Extract each line of the data below that contains the string "stem".

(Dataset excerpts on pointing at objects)
-*-*-
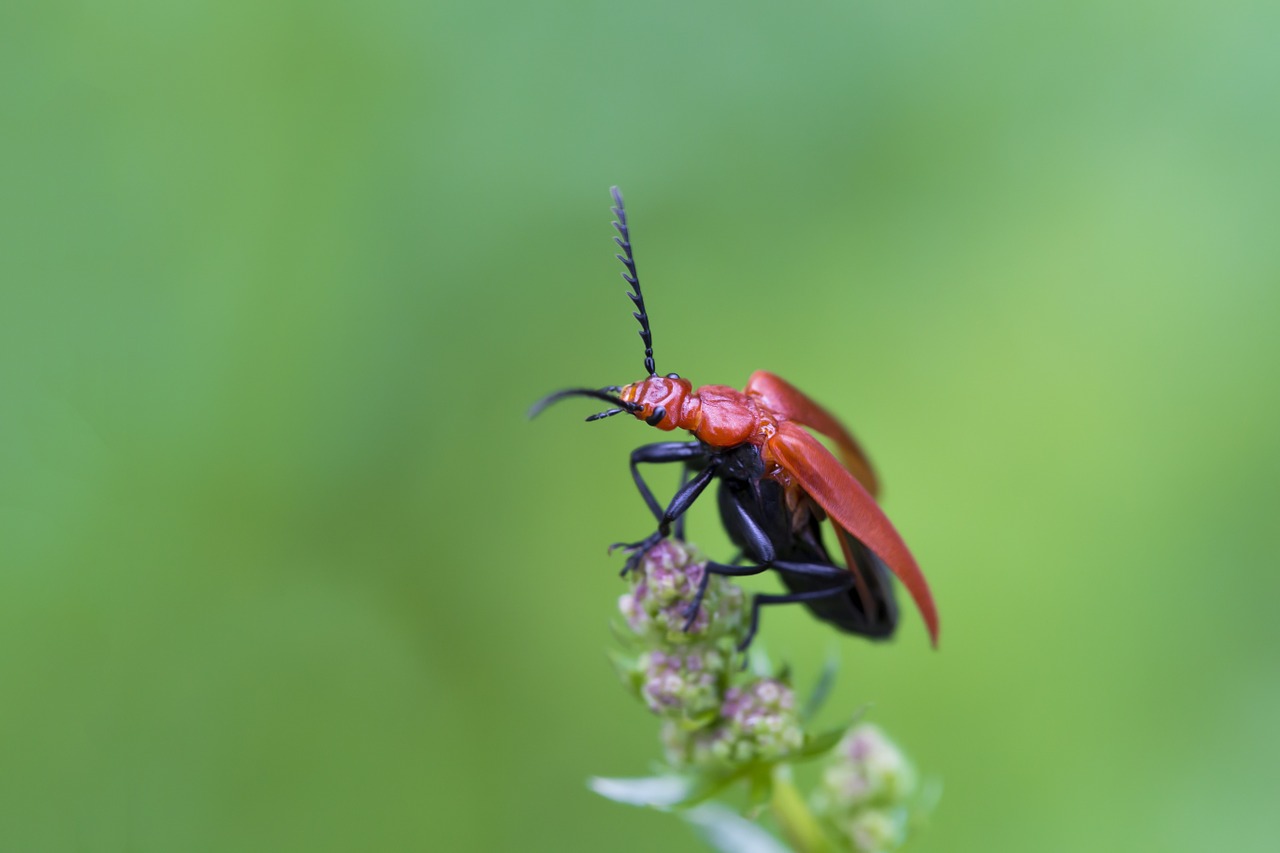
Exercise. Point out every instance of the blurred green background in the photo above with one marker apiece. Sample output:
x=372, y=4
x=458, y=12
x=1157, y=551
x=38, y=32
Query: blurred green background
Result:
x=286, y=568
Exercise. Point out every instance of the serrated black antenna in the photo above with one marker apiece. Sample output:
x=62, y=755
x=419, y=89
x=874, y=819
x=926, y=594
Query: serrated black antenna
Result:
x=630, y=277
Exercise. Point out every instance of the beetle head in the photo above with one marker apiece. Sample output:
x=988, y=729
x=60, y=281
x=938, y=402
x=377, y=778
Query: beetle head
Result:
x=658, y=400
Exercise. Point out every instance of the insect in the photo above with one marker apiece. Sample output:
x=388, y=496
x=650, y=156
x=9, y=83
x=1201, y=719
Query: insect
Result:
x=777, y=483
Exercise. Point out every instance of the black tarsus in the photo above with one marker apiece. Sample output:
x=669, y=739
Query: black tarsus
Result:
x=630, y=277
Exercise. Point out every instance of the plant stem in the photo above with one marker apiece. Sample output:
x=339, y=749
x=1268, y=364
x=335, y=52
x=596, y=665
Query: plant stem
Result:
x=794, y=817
-*-*-
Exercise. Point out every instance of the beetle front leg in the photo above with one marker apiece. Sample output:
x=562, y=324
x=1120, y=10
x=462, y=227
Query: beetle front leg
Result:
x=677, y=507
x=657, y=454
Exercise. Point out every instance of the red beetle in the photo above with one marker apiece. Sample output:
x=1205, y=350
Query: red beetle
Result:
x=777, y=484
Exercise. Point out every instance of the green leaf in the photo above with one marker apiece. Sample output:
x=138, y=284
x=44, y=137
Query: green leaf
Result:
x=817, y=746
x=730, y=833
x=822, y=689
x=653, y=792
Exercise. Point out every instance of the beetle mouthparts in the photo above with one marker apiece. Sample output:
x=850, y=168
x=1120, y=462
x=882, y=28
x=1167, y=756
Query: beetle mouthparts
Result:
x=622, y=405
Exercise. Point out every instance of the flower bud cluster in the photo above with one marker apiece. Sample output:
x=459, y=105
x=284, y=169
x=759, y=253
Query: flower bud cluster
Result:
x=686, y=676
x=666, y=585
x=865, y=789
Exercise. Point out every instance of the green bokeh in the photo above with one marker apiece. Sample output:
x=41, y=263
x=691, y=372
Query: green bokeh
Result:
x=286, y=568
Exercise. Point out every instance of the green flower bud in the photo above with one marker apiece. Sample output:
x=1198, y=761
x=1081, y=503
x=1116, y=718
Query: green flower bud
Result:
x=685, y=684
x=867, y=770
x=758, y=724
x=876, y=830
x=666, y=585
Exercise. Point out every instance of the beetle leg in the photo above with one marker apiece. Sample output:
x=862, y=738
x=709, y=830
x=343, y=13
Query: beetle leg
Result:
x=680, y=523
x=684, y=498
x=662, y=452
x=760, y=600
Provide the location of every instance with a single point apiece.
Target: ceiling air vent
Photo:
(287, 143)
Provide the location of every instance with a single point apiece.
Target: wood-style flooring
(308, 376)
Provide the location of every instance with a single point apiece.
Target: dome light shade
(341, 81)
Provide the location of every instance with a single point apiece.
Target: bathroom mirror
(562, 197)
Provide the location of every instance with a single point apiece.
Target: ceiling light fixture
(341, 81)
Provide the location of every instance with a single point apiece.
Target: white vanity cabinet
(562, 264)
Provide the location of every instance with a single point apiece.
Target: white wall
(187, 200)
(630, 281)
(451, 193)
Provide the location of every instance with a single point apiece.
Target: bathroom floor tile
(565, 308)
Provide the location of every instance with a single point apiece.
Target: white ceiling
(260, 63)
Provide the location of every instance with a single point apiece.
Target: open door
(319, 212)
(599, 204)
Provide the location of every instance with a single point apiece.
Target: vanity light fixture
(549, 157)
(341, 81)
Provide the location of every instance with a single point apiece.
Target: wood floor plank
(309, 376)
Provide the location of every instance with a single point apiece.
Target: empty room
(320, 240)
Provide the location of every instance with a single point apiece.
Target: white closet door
-*-*-
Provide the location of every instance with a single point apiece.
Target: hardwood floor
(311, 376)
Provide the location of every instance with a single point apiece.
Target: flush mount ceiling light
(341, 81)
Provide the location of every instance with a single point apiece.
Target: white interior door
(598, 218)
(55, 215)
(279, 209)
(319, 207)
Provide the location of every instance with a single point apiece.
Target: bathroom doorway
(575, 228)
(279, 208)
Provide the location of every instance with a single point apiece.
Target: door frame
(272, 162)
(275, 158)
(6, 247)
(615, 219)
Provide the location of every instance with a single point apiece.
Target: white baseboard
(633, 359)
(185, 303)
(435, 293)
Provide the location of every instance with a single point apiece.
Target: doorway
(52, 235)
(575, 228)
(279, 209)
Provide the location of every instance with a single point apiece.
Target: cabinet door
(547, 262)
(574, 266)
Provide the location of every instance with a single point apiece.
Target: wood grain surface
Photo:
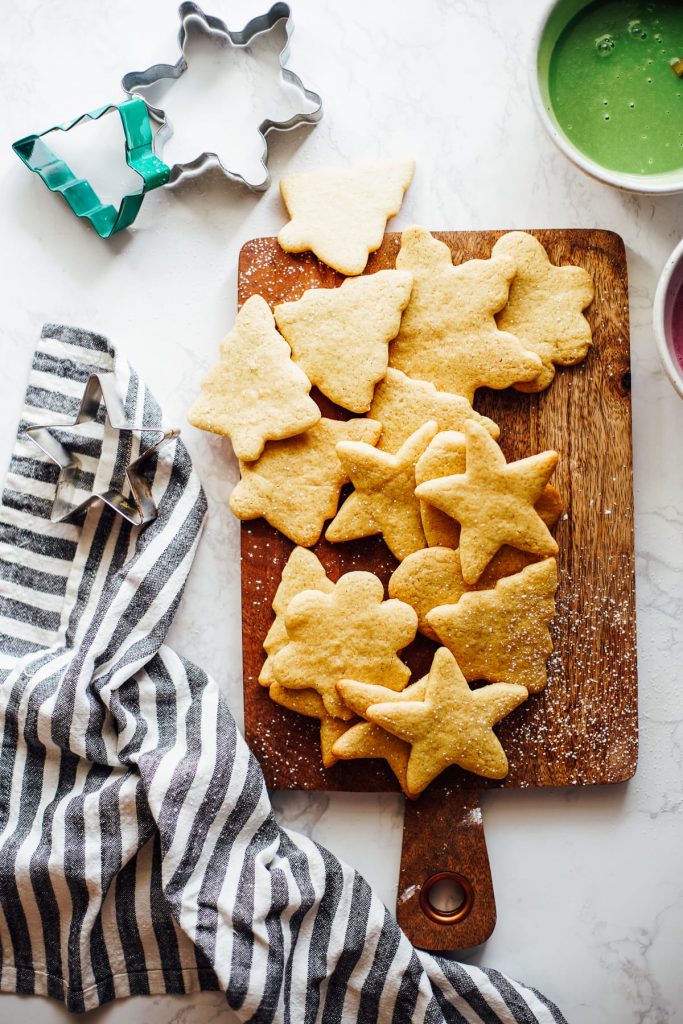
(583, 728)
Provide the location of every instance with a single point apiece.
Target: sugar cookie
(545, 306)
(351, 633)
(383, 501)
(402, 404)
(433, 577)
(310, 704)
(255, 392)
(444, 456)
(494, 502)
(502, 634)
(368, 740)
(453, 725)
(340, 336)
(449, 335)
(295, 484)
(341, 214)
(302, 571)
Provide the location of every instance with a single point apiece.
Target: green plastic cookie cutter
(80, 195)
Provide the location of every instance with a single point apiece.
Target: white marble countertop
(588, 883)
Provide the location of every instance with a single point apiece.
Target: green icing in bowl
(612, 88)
-*-*-
■ **Result**
Exercise. Point out every instance of the plant stem in the photo above with one marker apiece. Sample output:
Query: plant stem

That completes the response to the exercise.